**EXTRAIT DU TEXTE**.

::::::

Encore affecté par le départ du Major, Batou, enquêteur spécial de la Section 9 va devoir collaborer avec Togusa afin de résoudre une énigmatique série de meurtres.

Les années quatre-vingt-dix ont constitué un tournant majeur pour l’animation japonaise, jusque là décriée à tort, par l’intelligentsia occidentale. Plusieurs auteurs se sont ainsi engouffrés dans le sillage de Katsuhiro Otomo et de son Akira, acclamé à cor et à cri dans le monde. Parmi eux on retrouve bien entendu Hayao Miyazaki, Isao Takahata ainsi que Mamoru Oshii et Satoshi Kon. Ces deux derniers partagent la particularité d’utiliser le genre pour s’apparenter davantage au cinéma traditionnel afin de transcender leur art.

::::::

**EXTRAITS DE LA LISTE**.
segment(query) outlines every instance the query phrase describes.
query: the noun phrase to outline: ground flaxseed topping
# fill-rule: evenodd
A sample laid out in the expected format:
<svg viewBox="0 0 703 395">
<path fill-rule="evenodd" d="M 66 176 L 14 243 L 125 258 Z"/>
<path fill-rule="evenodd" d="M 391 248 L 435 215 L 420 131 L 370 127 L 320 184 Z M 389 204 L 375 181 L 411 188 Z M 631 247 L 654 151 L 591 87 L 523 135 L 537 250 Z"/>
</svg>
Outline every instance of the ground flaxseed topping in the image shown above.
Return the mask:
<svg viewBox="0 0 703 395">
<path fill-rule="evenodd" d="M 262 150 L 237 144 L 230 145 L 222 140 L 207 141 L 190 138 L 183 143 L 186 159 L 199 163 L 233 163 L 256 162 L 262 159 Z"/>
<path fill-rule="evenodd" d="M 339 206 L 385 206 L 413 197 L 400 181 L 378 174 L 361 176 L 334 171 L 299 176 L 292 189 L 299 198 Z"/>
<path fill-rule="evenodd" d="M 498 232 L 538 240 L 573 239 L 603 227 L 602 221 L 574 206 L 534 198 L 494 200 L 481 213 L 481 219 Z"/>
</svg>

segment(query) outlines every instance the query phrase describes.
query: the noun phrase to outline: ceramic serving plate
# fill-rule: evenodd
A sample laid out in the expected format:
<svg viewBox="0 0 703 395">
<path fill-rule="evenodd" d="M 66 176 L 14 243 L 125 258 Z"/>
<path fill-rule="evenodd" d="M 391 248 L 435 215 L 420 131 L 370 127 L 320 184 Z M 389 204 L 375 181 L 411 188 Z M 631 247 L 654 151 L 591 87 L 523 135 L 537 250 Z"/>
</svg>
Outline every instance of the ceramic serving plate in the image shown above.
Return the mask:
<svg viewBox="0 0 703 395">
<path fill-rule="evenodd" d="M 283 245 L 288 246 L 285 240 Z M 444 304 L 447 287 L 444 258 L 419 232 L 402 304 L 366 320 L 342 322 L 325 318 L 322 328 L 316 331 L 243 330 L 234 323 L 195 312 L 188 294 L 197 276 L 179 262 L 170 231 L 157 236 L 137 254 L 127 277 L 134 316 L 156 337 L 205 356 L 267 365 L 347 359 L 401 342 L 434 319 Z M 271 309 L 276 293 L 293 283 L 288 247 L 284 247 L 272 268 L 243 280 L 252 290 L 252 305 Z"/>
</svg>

::::::

**CONSIGNE**. Reproduisez à l'identique le passage de l'extrait du texte qui va de « Les années quatre-vingt-dix » jusqu'à « transcender leur art. ». La liste ci-dessus est un matériau à part, indépendant de l'extrait du texte.

**RÉSULTAT ATTENDU**.
Les années quatre-vingt-dix ont constitué un tournant majeur pour l’animation japonaise, jusque là décriée à tort, par l’intelligentsia occidentale. Plusieurs auteurs se sont ainsi engouffrés dans le sillage de Katsuhiro Otomo et de son Akira, acclamé à cor et à cri dans le monde. Parmi eux on retrouve bien entendu Hayao Miyazaki, Isao Takahata ainsi que Mamoru Oshii et Satoshi Kon. Ces deux derniers partagent la particularité d’utiliser le genre pour s’apparenter davantage au cinéma traditionnel afin de transcender leur art.